| Work instructions |
Count the lines below that contain the string "positive", treating uppercase and lowercase as different. Reply with the number alone.

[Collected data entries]
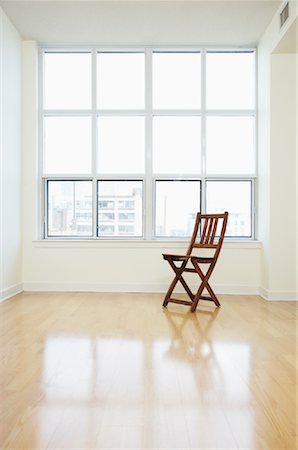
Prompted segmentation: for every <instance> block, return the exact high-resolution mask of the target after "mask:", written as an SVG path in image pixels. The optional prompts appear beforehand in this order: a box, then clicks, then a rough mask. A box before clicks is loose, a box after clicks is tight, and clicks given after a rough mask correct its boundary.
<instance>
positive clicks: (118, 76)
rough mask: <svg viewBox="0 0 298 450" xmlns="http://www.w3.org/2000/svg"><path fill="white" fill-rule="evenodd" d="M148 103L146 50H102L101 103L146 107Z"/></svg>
mask: <svg viewBox="0 0 298 450" xmlns="http://www.w3.org/2000/svg"><path fill="white" fill-rule="evenodd" d="M144 106H145V55H144V53H98V54H97V107H98V108H100V109H143V108H144Z"/></svg>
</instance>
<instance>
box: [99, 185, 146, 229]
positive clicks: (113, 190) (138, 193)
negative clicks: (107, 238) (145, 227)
mask: <svg viewBox="0 0 298 450" xmlns="http://www.w3.org/2000/svg"><path fill="white" fill-rule="evenodd" d="M142 187H143V185H142V181H99V182H98V235H99V237H121V236H122V237H124V236H126V237H141V236H142V230H143V220H142V218H143V207H142V197H143V196H142Z"/></svg>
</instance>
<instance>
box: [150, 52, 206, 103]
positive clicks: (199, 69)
mask: <svg viewBox="0 0 298 450" xmlns="http://www.w3.org/2000/svg"><path fill="white" fill-rule="evenodd" d="M152 64H153V67H152V71H153V73H152V83H153V108H154V109H200V108H201V54H200V53H199V52H192V53H190V52H184V53H183V52H177V53H176V52H154V53H153V57H152Z"/></svg>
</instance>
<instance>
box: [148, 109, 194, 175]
mask: <svg viewBox="0 0 298 450" xmlns="http://www.w3.org/2000/svg"><path fill="white" fill-rule="evenodd" d="M200 171H201V118H200V117H177V116H175V117H154V119H153V172H154V173H164V174H166V173H176V174H179V173H181V174H183V173H184V174H189V173H196V174H197V173H200Z"/></svg>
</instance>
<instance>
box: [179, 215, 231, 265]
mask: <svg viewBox="0 0 298 450" xmlns="http://www.w3.org/2000/svg"><path fill="white" fill-rule="evenodd" d="M227 222H228V213H227V212H225V213H223V214H201V213H197V215H196V221H195V225H194V230H193V233H192V236H191V240H190V243H189V246H188V249H187V255H191V254H192V251H193V249H194V248H205V249H214V250H215V254H214V256H215V255H217V256H218V254H219V252H220V249H221V246H222V243H223V239H224V236H225V232H226V228H227Z"/></svg>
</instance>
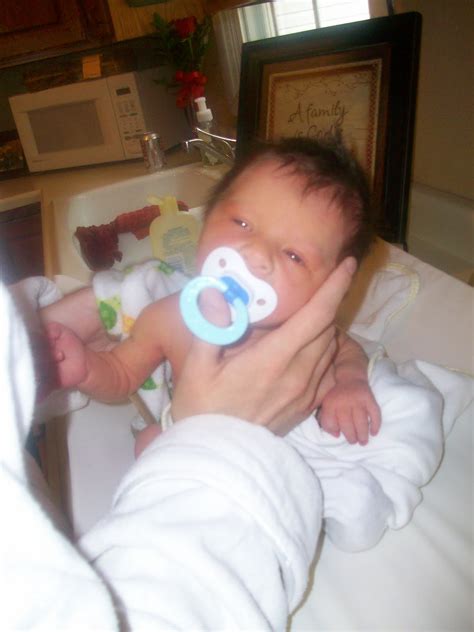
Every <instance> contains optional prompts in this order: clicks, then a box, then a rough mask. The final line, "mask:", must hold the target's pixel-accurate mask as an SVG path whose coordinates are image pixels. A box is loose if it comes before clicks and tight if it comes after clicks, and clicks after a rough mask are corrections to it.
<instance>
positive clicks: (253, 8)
mask: <svg viewBox="0 0 474 632" xmlns="http://www.w3.org/2000/svg"><path fill="white" fill-rule="evenodd" d="M369 17H370V14H369V7H368V0H275V1H274V2H268V3H264V4H263V5H257V6H255V7H247V8H242V9H239V18H240V22H241V28H242V34H243V41H245V42H248V41H252V40H255V39H263V38H264V37H272V36H274V35H286V34H288V33H297V32H300V31H307V30H309V29H315V28H320V27H324V26H333V25H334V24H343V23H345V22H357V21H359V20H367V19H368V18H369Z"/></svg>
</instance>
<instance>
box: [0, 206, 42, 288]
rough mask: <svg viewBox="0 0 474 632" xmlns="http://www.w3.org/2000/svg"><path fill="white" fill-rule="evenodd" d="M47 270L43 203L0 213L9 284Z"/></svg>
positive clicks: (3, 275)
mask: <svg viewBox="0 0 474 632" xmlns="http://www.w3.org/2000/svg"><path fill="white" fill-rule="evenodd" d="M43 274H44V262H43V237H42V227H41V206H40V204H39V203H38V204H30V205H28V206H25V207H22V208H19V209H15V210H13V211H8V212H7V213H0V277H1V279H2V281H3V282H4V283H6V284H7V285H8V284H10V283H16V281H19V280H20V279H24V278H26V277H28V276H38V275H43Z"/></svg>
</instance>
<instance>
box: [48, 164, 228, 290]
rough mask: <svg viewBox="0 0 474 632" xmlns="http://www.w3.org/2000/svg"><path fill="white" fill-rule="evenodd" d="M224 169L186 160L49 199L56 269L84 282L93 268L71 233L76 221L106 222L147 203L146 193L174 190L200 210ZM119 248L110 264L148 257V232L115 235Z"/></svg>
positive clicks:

| Problem solution |
6